MATERIAL PROVIDED:
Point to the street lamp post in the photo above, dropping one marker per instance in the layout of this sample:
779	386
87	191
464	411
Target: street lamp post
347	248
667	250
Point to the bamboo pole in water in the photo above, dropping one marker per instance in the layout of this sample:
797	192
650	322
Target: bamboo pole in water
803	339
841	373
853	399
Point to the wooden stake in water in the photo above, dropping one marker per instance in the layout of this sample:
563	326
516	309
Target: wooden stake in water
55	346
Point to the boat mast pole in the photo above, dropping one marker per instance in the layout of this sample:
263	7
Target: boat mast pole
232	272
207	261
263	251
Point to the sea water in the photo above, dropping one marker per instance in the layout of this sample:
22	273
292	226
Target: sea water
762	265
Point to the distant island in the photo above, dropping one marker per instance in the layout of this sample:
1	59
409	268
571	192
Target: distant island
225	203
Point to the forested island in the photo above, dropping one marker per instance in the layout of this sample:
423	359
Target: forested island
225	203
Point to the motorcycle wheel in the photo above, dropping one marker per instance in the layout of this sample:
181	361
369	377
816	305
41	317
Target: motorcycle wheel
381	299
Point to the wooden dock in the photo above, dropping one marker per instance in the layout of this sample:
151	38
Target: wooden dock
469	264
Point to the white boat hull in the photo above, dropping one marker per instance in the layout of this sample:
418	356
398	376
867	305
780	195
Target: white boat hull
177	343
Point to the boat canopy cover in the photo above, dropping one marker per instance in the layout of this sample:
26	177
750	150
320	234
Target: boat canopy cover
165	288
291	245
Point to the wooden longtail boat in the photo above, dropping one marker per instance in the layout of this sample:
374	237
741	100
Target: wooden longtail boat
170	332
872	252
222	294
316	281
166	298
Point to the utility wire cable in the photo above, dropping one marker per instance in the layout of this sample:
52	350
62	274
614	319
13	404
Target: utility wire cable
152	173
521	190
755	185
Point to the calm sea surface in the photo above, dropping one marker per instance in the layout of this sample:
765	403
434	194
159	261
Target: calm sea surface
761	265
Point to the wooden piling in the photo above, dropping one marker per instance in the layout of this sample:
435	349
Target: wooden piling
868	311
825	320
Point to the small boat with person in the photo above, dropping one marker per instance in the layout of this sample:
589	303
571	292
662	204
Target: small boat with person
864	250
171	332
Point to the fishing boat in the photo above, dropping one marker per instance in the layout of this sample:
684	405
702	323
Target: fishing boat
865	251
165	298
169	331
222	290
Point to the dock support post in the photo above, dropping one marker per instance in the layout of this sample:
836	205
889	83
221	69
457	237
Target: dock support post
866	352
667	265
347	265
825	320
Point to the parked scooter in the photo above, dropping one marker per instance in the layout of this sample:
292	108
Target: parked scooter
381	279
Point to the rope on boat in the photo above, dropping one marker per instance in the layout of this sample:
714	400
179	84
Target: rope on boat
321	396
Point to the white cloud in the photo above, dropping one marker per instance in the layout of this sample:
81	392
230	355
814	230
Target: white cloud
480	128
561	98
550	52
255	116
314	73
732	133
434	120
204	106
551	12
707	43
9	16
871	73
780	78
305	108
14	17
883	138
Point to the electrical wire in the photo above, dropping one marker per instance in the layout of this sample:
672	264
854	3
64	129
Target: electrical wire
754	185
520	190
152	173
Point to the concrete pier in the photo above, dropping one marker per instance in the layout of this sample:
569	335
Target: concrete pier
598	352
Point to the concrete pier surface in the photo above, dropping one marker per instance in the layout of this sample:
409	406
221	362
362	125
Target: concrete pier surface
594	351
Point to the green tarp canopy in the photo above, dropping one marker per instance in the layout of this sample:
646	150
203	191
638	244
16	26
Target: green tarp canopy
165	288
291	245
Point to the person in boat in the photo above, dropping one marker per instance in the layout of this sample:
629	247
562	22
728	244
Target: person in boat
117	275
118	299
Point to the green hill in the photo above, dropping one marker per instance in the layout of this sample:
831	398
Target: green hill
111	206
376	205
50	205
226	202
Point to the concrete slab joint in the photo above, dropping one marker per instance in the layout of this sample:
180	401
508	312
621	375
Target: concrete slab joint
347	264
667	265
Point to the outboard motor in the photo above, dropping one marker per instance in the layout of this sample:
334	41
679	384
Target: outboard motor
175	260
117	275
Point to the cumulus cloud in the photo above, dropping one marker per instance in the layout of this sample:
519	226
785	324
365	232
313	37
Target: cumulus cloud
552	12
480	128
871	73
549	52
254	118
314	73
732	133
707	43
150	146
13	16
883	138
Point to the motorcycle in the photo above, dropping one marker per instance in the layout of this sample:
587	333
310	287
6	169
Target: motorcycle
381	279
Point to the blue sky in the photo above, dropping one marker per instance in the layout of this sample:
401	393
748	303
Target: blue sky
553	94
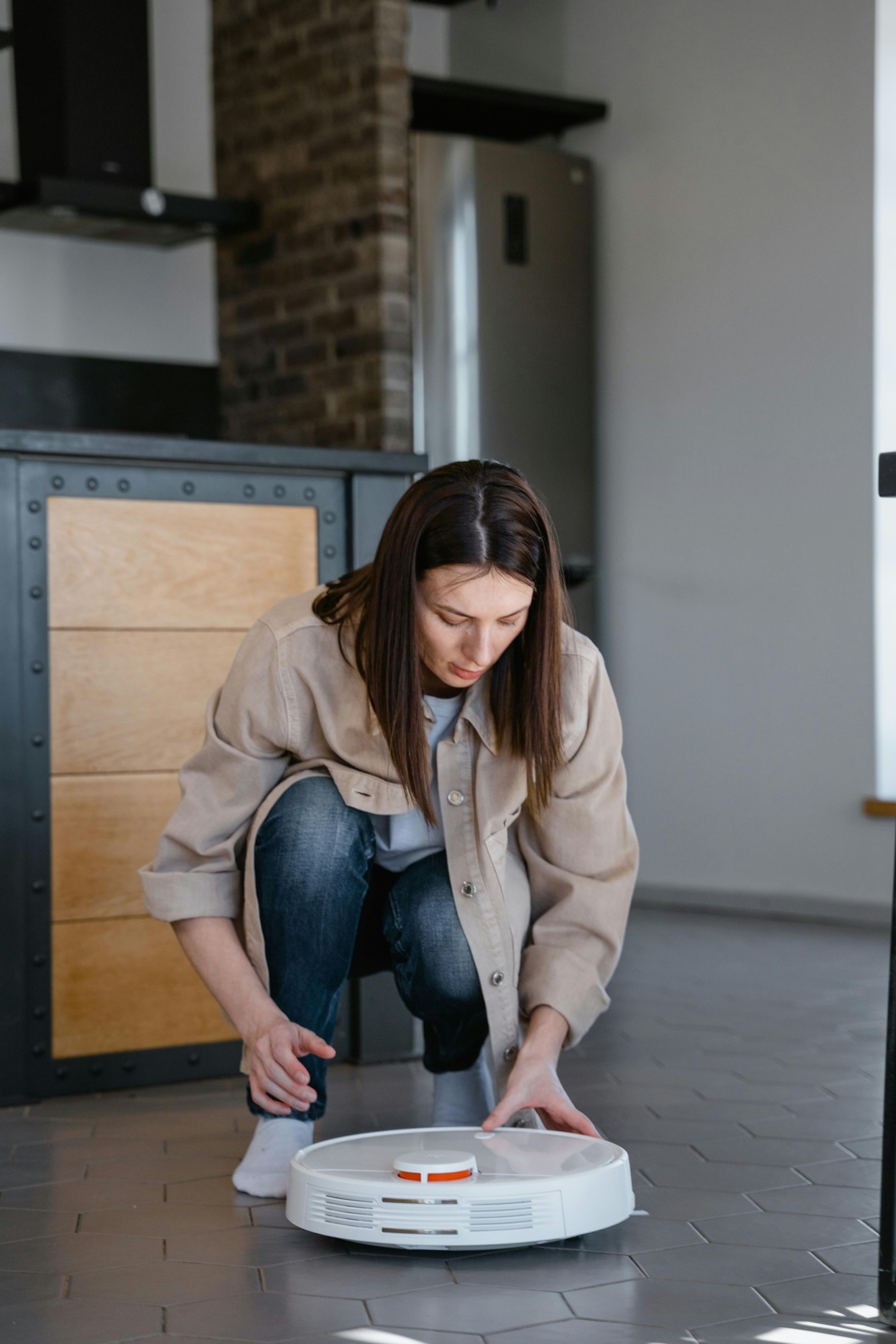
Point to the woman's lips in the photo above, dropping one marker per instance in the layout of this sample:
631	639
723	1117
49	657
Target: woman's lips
464	674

WHAT IS EXPECTED:
Type the lines above out again exactly as they appear, skipping every picture.

EXERCISE RESPONSE:
Point to the street lamp post in the photo above, dropping one marker per instance in the layout of this sample:
779	386
87	191
464	411
Target: street lamp post
347	248
667	250
Point to the bamboo pole in water in the photo above, dropping one marker per instance in the layout of this sample:
797	192
650	322
Target: bamboo pole in water
803	339
841	373
853	399
Point to the wooden stake in water in the photo above, dropping one marker per instance in the layout of this sample:
563	326
516	309
Target: wooden stake in water
55	346
Point to the boat mast pole in the photo above, dropping one marker per instance in the layout of this sample:
263	7
Target: boat mast pole
232	272
207	261
263	251
Point to the sea water in the photo above, dropping one marker per instance in the layout of this sample:
22	273
292	226
Target: sea water
762	265
Point to the distant island in the photo above, dropping one marker per instance in the layout of this sample:
1	59
409	268
571	192
Target: distant island
225	203
Point to the forested island in the photo above, dropping one marker per instance in the layout of this sample:
423	359
Target: forested island
225	203
Point to the motorcycle wheel in the photo above, dropping one marker per instance in the layout of this sample:
181	361
369	377
816	305
41	317
Target: motorcycle wheel
381	299
Point to the wooden dock in the photo above, dropping one marker per instance in the layout of this sample:
151	38
Target: wooden dock
469	264
Point to the white boat hull in the photo above, dropping one marker per instance in the layout of this sample:
418	356
398	376
867	305
780	195
Target: white boat hull
177	343
Point to the boat canopy cover in the photo above, dropping one marker per instance in the layout of this sample:
26	177
750	150
320	234
Target: boat canopy cover
165	288
291	245
Point to the wooden longtail boat in the photo above, dropping one marker per instance in the layout of this sample:
374	237
741	100
Target: wooden longtail boat
170	332
872	252
222	294
316	281
166	298
Point to the utility wire cable in the photo above, dropping one marker per instance in the layout of this sample:
52	350
62	274
614	319
13	404
Target: utility wire cable
152	173
521	190
755	185
Point to the calm sea surface in the photo above, dropping one marker per instance in the layout of this sample:
765	403
434	194
159	261
Target: calm sea surface
761	265
Point to the wooden piling in the photo above, dropping one marker per instance in the layout of this sample:
435	349
Target: wooden piling
868	311
825	320
Point to the small boat with person in the photo above, dropping one marker per instance in the layout of this sample:
589	303
571	292
662	204
Target: small boat with person
864	250
171	332
Point to the fishing boat in the photo above, dropping one marker per instance in the layout of this sample:
684	405
702	323
Target: fishing boat
865	251
165	298
169	331
222	290
Point to the dock support post in the photo above, dropping one marker per instance in the layout of this sample:
836	205
889	83
221	69
457	237
Target: dock support post
866	352
667	265
347	265
825	320
Point to the parked scooter in the photo above, dropping one marker per instance in the layout of this sample:
292	108
Target: parked scooter
381	279
Point to the rope on boat in the photo above, dropping one marker per instance in the layout of this sample:
714	400
179	84
Target: rope on boat
321	396
Point to the white cloud in the photo above, dropping one marker per instance in the layout of this sample:
81	392
230	355
814	230
Target: white cloud
480	128
561	98
550	52
255	116
314	73
732	133
434	120
204	106
551	12
707	43
9	16
871	73
780	78
305	108
14	17
883	138
Point to the electrical wire in the photo above, dropping one marker per instance in the layout of this sample:
672	264
854	3
64	129
Target: electrical wire
754	185
520	190
152	173
Point to the concrete pier in the photo above, dropping one marker per instance in the layout of this sample:
569	335
Target: concrete pier
598	352
Point to the concrete pier surface in the photo above, dropping one marker per instance in the layout of this sample:
409	406
221	362
362	125
Target: concrete pier surface
594	351
Point to the green tarp canopy in the photo above, dropping one marker per instance in the layout of this sample:
646	150
203	191
638	244
16	26
Target: green tarp canopy
165	288
291	245
Point to the person in boat in the photo above, dropping one marker per instance in the layout of this sample:
629	247
562	22
728	244
Target: person in boat
117	275
118	299
Point to the green hill in the photo above, dropping one marker per instance in the layout of this sample:
831	398
Target: green hill
111	206
376	205
50	205
226	202
Point to the concrete slab joint in the photo above, dropping one marker per instance in the layout of this sample:
180	401
508	312
621	375
Target: concrete slab joint
347	264
667	265
Point to the outboard motor in the photo above, dropping one marker per instance in the layout of this sample:
334	41
679	384
Target: outboard motor
175	260
117	275
Point to the cumulus cloud in the photo above, dropping one marker per instance in the layout of this sample:
519	226
785	324
365	232
313	37
Target: cumulus cloud
552	12
480	128
871	73
549	52
254	118
314	73
732	133
707	43
150	146
13	16
883	138
Point to the motorcycle in the photo above, dropping one marker per instance in the layout of this sample:
587	333
310	287
6	169
Target: motorcycle
381	279
Point to the blue sky in the photo above, dropping one marker per instance in the layout of this sample:
401	393
748	303
Target: blue sky
553	94
Point to the woman's lips in the photo above, dropping one marker per instance in the layout of this sample:
631	639
723	1117
49	657
Target: woman's lips
464	674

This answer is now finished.